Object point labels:
□ □ □ □
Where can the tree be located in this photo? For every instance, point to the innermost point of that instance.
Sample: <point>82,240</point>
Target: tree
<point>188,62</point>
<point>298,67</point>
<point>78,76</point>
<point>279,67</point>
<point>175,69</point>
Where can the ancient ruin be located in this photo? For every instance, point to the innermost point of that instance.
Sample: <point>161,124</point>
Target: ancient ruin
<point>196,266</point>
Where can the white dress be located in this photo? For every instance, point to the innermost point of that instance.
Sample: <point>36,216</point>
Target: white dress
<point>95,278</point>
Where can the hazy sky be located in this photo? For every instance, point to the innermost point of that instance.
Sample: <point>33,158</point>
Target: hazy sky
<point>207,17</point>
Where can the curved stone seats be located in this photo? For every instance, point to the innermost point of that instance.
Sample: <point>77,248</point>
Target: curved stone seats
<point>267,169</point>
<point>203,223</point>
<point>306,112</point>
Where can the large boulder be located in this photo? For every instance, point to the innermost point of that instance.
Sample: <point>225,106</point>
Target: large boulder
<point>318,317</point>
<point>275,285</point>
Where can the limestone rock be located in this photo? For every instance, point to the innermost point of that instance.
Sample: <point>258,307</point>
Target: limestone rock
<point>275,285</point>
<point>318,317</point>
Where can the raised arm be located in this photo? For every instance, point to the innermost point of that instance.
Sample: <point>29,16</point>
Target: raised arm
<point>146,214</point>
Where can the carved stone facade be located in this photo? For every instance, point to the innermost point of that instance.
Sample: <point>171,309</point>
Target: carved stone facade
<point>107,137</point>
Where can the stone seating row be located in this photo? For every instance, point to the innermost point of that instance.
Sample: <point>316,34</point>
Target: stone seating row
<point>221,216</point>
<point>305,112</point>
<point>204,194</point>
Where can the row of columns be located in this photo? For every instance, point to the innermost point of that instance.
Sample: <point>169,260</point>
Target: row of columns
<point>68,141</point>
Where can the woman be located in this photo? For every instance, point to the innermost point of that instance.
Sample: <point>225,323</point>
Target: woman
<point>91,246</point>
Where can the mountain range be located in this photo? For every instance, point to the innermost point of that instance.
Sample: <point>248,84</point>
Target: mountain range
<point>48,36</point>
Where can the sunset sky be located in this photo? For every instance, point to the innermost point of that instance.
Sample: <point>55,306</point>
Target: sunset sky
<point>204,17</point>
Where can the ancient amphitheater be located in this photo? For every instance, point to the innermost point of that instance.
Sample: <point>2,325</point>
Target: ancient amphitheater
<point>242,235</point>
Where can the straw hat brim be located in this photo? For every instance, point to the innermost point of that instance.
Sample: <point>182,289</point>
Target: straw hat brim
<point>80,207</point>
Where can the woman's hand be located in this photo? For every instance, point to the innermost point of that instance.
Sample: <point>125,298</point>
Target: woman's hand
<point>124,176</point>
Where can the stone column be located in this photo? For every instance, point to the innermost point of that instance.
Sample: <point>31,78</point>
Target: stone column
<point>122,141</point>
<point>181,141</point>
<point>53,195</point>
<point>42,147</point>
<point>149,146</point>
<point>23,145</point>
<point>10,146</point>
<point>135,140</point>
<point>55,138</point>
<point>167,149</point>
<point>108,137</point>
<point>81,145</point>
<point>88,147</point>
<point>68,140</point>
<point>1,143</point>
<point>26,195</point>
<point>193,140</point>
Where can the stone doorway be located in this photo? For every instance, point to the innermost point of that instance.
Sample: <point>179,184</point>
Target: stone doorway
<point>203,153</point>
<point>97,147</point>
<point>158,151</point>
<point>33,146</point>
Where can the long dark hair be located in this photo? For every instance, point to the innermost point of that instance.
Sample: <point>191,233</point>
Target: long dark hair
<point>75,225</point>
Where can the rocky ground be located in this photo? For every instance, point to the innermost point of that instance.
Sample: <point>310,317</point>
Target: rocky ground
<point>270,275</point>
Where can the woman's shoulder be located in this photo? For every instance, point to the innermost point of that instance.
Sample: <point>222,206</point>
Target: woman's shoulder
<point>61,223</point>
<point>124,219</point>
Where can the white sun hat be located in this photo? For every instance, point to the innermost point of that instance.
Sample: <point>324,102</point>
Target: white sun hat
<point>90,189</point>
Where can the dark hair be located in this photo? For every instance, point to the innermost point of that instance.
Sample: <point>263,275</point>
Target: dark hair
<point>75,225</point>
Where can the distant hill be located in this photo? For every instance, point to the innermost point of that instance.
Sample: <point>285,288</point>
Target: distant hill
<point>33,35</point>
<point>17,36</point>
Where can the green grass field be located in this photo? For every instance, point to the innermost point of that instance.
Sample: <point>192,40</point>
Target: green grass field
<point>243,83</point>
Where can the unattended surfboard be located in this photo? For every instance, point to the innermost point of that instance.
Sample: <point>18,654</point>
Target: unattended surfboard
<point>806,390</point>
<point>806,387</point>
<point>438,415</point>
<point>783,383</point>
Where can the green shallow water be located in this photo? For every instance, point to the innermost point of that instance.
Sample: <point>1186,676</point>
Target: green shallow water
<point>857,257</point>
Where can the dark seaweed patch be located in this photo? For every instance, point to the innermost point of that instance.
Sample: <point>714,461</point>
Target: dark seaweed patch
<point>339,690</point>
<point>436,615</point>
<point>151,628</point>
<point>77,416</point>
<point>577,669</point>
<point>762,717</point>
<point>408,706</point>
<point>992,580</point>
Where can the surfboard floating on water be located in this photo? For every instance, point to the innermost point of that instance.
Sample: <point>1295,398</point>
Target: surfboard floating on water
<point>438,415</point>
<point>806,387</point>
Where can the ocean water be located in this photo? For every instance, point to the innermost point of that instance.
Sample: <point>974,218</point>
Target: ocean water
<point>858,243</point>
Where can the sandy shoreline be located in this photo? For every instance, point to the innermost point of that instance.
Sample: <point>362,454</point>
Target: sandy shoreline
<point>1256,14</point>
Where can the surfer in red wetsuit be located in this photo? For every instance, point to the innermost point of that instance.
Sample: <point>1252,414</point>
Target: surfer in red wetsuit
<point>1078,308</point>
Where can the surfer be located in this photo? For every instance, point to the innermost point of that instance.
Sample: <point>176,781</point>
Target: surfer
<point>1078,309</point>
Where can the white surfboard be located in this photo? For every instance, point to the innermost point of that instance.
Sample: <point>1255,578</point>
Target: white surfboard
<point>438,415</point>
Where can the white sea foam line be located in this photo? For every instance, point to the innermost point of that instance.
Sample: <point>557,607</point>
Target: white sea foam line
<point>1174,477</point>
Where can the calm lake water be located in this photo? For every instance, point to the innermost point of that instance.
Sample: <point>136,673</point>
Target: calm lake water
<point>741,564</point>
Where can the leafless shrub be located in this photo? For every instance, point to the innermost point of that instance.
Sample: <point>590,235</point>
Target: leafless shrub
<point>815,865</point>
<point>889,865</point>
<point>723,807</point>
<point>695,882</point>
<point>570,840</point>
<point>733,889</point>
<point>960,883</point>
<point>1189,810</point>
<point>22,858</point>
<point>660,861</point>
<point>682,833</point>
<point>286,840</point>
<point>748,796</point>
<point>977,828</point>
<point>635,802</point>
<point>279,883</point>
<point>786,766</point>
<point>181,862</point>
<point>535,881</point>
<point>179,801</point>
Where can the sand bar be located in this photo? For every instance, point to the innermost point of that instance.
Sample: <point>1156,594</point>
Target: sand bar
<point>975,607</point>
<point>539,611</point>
□ □ □ □
__The task__. Copy everything from the line containing "Where can the green shallow" down to the line containing "<point>857,257</point>", requests included, multiplying each coordinate in the answer points by 0.45 and rounding to whole numbers with halves rounded up. Leave the requests and their sample points unchanged, and give only these lines.

__Answer to this exercise__.
Where can the green shallow water be located in this photo? For every instance, point to the innermost point of that instance.
Sample: <point>1186,676</point>
Target: green shallow water
<point>386,116</point>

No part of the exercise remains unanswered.